(Requests):
#1 Name every optional extra that the installation commands in the SuperTable project description put in square brackets.
#2 Resume the SuperTable project description right after its final line of code.

(Document passage):
/---
Skip to main content

SuperTable — versioned data lake library for SQL analytics on Parquet + Redis.

Project description

SuperTable

Python License: STPUL Version

SuperTable — versioned data lake library for SQL analytics.

SuperTable stores structured data as immutable Parquet snapshots on object storage (S3, MinIO, Azure Blob, GCP Cloud Storage, or local disk), keeps metadata, locks, and audit state in Redis, and queries everything through DuckDB (embedded) or Spark SQL. It is a Python library — there is no separate server process.

Installation

pip install supertable                # core + local storage
pip install "supertable[s3]"          # AWS S3
pip install "supertable[minio]"       # MinIO
pip install "supertable[azure]"       # Azure Blob
pip install "supertable[gcp]"         # Google Cloud Storage
pip install "supertable[all]"         # everything

Requirements: Python 3.10+, a reachable Redis 6+, and a configured storage backend (or local disk for development). See docs/02_configuration.md for environment variables.


Architecture

┌──────────────────────────────────────────────────┐
│                Python application                 │
│   (notebooks, ETL jobs, FastAPI handlers, etc.)   │
└──────────┬─────────────────────────┬──────────────┘
           │ DataWriter / DataReader │
           ▼                         ▼
   ┌───────────────┐        ┌────────────────────┐
   │  RedisCatalog │        │  StorageInterface  │
   │  metadata     │        │  Parquet files     │
   │  locks        │        │  S3 / MinIO /      │
   │  audit chain  │        │  Azure / GCP /     │
   └───────────────┘        │  Local             │
                            └────────────────────┘

Data is organised as Organization → SuperTable → SimpleTable. Each SimpleTable is a versioned, append-only collection of Parquet files backed by a snapshot linked list — every write produces a new immutable snapshot whose previous_snapshot points at the predecessor.

Layer Technology
Language Python 3.10+
Metadata store Redis 6+ (standalone or Sentinel HA)
Query engine (primary) DuckDB
Query engine (large) Spark SQL via Thrift
Data format Apache Parquet
Object storage MinIO / S3 / Azure / GCP / local
Mirror formats Delta Lake, Apache Iceberg, Parquet
Audit storage Redis Streams + Parquet

Quick example

from supertable import SuperTable, DataWriter, DataReader, engine

# Bootstrap catalogue + storage
SuperTable(super_name="example", organization="my-org")

# Write
dw = DataWriter(super_name="example", organization="my-org")
columns, rows, inserted, deleted = dw.write(
    role_name="superadmin",
    simple_name="facts",
    data=arrow_table,
    overwrite_columns=["day", "client"],
    lineage={"source_type": "manual", "source_id": "my-job"},
)
\---
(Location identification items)
/---
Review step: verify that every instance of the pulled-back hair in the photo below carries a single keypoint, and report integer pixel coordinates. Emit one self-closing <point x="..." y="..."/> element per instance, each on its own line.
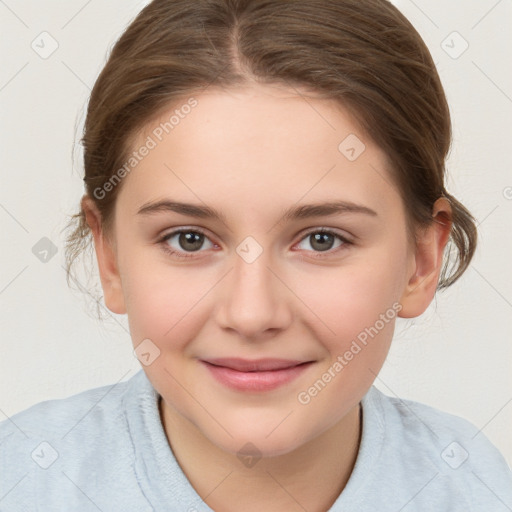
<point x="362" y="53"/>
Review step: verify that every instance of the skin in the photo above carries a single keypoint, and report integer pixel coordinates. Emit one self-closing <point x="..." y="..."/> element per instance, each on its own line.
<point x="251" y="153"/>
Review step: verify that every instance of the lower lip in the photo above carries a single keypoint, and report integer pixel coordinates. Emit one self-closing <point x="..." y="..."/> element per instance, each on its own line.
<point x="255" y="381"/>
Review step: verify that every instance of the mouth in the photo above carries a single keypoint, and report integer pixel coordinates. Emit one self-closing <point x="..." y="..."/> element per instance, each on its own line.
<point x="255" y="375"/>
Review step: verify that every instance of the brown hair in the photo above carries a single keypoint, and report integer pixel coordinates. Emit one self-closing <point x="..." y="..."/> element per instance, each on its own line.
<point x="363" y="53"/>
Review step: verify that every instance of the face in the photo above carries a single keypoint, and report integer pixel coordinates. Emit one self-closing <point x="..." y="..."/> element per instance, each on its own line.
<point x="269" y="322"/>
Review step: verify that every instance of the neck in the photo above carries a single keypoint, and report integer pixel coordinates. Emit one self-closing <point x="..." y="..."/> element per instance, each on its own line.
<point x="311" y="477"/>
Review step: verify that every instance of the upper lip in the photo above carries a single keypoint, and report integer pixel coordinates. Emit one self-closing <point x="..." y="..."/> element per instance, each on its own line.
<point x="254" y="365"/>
\---
(Answers provided):
#1 s3 (AWS S3), minio (MinIO), azure (Azure Blob), gcp (Google Cloud Storage), all (everything)

#2
# Read
dr = DataReader(
    super_name="example",
    organization="my-org",
    query="SELECT day, sum(value) FROM facts GROUP BY day LIMIT 10",
)
df, status, message = dr.execute(role_name="superadmin", engine=engine.AUTO)

Demos

The package ships two runnable demos under supertable.demo:

# Numbered tutorial — runs the full lifecycle end-to-end.
supertable-demo-quickstart
# or
python -m supertable.demo.quickstart

# Synthetic webshop dataset.
supertable-demo-webshop-generate    # build ~1.2M rows on disk
supertable-demo-webshop-load        # load them into SuperTable
supertable-demo-webshop-topup       # continuous incremental refresh

Both demos are also runnable as module steps. Examples:

python -m supertable.demo.quickstart.s01_01_01_create_super_table
python -m supertable.demo.quickstart.s03_08_read_snapshot_history
python -m supertable.demo.webshop.generate

See supertable/demo/README.md for the full script index.


What's included

  • Versioned tables with snapshot isolation, upsert (overwrite_columns), soft deletes (delete_only=True), schema evolution, and staleness filtering
  • DuckDB query engine — embedded, zero-copy reads from object storage
  • Spark SQL via Thrift — for queries exceeding DuckDB memory limits
  • RBAC — role types (superadmin, admin, writer, reader, meta) with row-level and column-level security enforced through view chains
  • Audit logging — tamper-evident SHA-256 hash chain in Redis Streams with Parquet export
  • MonitoringMonitoringWriter pushes read/write/metric payloads to Redis lists; structured JSON logging with correlation IDs
  • Ingestion — staging areas (Staging) and automated ingestion pipes (SuperPipe)
  • Mirroring — optional Delta Lake / Iceberg / Parquet export after every write
  • Snapshot history — every write chains to previous_snapshot, enabling point-in-time inspection without separate historical tables

Documentation

See docs/00_index.md for the full table of contents.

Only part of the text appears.